BEGIN

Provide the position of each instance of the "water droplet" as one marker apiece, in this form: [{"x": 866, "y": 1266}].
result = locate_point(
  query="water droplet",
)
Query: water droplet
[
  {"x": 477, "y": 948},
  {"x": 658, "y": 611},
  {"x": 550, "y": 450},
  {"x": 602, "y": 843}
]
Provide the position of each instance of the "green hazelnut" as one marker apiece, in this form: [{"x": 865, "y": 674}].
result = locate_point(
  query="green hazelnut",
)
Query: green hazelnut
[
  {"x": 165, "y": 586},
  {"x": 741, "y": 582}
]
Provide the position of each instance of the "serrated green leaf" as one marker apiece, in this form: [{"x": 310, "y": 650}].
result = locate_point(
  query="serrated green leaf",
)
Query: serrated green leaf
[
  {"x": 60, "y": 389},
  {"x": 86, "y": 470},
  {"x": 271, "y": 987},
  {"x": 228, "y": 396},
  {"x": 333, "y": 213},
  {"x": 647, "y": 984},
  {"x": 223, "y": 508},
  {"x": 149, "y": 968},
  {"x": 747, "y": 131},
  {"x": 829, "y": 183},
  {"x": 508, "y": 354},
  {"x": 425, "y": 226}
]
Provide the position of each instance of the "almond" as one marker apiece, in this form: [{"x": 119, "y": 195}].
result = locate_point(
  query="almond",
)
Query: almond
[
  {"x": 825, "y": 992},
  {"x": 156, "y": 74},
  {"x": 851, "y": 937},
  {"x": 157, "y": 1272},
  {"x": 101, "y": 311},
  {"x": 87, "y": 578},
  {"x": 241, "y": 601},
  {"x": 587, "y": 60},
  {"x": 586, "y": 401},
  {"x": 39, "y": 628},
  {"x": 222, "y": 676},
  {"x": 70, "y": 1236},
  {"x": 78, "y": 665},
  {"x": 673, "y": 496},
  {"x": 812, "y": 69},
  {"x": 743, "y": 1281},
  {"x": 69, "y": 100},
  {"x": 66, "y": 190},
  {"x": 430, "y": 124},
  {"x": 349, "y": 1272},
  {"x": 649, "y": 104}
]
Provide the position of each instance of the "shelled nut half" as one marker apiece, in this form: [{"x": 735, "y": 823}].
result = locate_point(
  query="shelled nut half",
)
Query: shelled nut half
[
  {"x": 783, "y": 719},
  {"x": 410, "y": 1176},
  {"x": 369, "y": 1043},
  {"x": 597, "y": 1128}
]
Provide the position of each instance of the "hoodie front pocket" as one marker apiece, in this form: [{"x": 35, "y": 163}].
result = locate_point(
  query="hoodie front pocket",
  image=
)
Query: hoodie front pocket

END
BEGIN

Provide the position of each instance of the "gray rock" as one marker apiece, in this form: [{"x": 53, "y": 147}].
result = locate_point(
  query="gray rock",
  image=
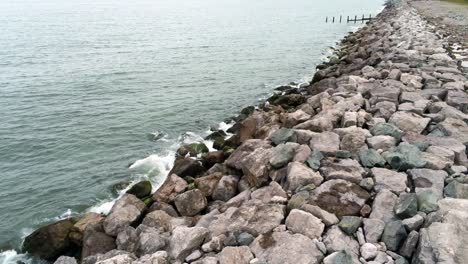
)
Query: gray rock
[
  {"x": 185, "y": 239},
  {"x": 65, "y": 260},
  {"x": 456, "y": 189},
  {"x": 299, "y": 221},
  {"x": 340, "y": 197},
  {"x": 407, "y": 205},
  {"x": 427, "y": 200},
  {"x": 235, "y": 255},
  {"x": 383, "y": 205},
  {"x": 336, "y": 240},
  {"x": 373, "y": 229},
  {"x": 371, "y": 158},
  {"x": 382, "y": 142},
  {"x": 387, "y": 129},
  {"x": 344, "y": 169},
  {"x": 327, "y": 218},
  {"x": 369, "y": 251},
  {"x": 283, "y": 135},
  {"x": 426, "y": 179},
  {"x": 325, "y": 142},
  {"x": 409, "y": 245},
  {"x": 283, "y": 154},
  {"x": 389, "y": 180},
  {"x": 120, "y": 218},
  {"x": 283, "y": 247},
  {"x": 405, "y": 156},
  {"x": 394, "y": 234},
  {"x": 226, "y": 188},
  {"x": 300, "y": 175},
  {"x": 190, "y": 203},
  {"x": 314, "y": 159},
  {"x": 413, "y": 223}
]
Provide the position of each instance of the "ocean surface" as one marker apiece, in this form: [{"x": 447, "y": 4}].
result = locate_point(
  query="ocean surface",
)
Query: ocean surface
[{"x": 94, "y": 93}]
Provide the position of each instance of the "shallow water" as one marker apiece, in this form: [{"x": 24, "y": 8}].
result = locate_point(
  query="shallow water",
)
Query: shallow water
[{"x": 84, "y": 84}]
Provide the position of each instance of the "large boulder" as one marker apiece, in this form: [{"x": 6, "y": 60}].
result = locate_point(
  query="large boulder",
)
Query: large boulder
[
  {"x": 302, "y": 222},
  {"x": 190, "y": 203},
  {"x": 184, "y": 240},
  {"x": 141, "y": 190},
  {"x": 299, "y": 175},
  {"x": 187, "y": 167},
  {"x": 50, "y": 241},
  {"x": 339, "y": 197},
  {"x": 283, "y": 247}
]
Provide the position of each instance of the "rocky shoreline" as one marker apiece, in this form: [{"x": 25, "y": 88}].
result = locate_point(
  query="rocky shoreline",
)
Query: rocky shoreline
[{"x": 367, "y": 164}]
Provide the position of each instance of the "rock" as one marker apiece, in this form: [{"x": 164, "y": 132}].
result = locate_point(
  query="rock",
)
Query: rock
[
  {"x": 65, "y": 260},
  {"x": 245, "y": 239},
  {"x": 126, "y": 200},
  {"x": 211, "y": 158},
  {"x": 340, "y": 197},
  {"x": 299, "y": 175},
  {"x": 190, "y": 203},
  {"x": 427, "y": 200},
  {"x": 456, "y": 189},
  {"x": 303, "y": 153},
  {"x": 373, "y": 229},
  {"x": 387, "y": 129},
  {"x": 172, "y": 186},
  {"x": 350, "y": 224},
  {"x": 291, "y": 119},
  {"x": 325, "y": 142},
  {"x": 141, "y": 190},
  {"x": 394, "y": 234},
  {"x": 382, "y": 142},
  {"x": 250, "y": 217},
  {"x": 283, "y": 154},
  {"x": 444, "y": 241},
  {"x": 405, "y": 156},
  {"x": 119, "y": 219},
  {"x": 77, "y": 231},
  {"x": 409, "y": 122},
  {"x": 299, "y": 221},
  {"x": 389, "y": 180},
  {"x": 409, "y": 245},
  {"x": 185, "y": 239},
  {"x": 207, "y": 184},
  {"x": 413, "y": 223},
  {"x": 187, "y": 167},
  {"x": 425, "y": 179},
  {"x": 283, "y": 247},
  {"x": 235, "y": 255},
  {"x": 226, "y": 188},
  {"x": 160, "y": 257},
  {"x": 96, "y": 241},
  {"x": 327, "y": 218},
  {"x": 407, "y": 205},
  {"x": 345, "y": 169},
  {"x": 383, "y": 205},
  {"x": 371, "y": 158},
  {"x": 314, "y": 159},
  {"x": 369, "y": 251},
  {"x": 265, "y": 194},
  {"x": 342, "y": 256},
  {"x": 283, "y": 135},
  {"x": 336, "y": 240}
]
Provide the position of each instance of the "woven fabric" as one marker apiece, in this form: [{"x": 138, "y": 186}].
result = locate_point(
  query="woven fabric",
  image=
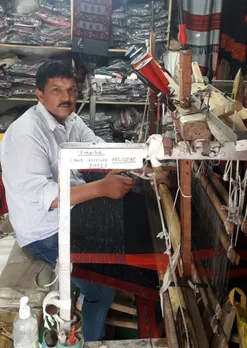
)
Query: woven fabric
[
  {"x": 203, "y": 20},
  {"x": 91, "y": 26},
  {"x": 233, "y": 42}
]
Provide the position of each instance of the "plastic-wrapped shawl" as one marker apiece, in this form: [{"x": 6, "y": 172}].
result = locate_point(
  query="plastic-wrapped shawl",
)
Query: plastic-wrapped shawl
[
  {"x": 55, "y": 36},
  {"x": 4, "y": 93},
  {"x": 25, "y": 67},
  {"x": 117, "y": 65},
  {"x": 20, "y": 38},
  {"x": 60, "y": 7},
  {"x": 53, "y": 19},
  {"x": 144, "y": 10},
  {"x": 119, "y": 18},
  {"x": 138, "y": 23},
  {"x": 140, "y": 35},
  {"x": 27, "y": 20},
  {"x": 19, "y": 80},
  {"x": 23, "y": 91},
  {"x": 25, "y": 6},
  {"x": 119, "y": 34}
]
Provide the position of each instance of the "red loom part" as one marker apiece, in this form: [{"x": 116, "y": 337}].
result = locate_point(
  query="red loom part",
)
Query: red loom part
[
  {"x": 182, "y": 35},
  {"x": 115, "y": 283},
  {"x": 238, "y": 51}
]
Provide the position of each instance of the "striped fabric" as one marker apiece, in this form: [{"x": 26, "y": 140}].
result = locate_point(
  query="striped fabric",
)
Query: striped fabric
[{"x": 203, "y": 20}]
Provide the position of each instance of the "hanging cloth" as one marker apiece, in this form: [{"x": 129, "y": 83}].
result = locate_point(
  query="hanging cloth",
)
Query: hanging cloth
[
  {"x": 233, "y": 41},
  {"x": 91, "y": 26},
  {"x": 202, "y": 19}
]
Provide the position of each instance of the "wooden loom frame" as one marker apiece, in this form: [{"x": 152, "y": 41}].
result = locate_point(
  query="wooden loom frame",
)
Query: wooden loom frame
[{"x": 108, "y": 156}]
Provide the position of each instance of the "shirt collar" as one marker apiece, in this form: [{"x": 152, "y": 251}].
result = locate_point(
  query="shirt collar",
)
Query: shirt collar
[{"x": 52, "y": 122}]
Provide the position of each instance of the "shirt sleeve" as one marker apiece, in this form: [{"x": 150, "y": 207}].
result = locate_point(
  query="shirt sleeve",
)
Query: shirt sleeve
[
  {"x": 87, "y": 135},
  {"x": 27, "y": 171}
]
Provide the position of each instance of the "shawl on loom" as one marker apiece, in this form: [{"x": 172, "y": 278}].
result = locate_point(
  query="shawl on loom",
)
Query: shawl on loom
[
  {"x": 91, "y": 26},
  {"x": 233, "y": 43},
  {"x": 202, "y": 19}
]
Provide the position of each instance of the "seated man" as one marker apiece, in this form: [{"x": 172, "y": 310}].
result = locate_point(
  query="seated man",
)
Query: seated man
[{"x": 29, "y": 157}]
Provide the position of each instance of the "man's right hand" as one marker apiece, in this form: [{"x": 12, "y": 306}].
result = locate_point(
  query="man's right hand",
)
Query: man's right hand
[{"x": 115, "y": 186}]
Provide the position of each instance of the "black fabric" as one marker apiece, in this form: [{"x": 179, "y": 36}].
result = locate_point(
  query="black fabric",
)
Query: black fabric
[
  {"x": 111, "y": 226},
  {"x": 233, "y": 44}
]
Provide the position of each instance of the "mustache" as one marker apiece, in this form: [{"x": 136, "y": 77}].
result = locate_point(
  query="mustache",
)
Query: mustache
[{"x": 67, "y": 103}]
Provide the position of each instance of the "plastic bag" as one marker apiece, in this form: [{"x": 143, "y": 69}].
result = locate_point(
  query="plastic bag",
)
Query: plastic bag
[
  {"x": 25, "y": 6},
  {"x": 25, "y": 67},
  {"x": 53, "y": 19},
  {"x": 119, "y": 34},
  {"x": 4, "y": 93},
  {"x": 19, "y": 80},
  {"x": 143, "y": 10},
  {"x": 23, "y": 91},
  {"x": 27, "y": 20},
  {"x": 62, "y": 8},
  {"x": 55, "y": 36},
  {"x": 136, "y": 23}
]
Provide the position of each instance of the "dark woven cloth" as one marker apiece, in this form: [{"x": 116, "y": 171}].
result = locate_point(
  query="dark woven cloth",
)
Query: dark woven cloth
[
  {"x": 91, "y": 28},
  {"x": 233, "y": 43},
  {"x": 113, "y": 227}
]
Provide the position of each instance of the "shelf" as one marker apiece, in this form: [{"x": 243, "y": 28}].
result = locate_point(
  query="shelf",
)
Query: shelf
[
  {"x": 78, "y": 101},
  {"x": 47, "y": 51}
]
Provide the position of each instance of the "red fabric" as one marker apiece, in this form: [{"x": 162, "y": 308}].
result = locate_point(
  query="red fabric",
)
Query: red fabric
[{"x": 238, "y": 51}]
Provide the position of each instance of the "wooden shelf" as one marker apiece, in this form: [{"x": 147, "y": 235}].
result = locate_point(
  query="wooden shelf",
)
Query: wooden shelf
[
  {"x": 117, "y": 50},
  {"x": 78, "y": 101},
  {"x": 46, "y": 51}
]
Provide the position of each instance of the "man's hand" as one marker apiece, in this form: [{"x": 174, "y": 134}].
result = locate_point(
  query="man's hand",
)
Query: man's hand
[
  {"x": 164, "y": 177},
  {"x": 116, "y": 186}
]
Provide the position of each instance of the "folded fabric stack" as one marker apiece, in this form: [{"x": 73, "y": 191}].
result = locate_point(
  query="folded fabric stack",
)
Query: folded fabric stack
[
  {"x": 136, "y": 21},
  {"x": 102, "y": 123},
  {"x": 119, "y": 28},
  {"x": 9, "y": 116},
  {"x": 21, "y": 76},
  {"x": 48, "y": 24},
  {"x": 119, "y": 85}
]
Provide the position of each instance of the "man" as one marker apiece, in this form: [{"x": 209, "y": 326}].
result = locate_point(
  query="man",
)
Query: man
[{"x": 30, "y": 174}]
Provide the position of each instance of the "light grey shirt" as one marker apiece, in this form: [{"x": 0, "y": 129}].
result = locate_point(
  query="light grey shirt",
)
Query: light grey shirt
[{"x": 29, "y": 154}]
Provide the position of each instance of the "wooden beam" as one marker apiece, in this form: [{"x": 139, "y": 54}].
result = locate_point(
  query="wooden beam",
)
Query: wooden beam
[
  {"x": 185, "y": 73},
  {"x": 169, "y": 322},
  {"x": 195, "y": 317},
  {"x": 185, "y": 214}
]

END
BEGIN

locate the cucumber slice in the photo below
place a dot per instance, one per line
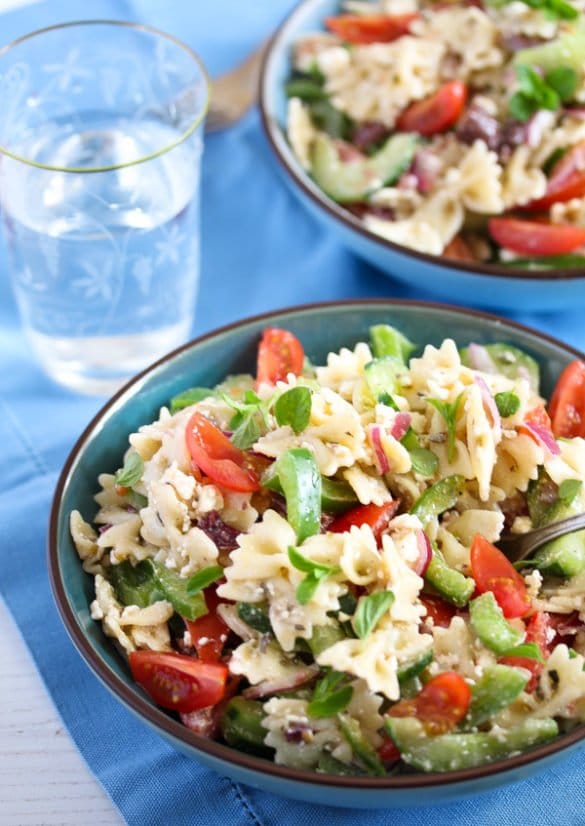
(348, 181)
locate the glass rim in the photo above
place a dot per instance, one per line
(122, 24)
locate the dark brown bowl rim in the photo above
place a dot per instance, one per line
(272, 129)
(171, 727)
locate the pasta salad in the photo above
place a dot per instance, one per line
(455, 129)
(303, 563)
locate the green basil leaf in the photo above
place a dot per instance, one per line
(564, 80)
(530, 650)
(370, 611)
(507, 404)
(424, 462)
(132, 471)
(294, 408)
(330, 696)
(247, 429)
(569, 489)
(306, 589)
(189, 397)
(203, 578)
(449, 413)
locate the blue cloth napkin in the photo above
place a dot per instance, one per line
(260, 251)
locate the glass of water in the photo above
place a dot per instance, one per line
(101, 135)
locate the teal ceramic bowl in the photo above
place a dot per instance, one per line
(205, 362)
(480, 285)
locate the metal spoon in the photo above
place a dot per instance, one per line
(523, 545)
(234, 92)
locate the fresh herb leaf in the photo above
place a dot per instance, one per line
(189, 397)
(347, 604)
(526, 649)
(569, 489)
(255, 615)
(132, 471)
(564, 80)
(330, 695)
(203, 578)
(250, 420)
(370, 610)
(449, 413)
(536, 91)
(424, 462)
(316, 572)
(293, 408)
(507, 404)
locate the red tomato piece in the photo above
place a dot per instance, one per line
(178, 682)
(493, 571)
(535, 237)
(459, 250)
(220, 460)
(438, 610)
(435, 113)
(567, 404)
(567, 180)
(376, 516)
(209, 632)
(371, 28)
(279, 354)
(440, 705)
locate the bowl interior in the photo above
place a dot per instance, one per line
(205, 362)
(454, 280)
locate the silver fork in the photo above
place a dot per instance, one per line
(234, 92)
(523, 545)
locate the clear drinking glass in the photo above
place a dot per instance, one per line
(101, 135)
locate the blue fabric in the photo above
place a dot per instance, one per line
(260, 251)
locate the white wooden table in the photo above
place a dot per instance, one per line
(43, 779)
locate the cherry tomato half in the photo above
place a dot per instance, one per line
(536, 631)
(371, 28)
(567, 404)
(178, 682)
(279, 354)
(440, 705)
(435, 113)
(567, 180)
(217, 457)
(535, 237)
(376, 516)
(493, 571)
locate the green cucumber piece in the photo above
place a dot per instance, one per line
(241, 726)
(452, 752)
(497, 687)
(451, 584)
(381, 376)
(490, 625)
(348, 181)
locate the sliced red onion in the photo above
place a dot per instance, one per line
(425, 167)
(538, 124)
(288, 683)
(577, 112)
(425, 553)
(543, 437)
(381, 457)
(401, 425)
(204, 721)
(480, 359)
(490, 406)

END

### WHAT THE TASK ASKS:
Extract each line of the material above that contains the word "stack".

### OUTPUT FOR THIS TASK:
Provide the position of each instance of the "folded fabric stack" as one marker apiece, in this form: [{"x": 73, "y": 191}].
  query="folded fabric stack",
Query: folded fabric stack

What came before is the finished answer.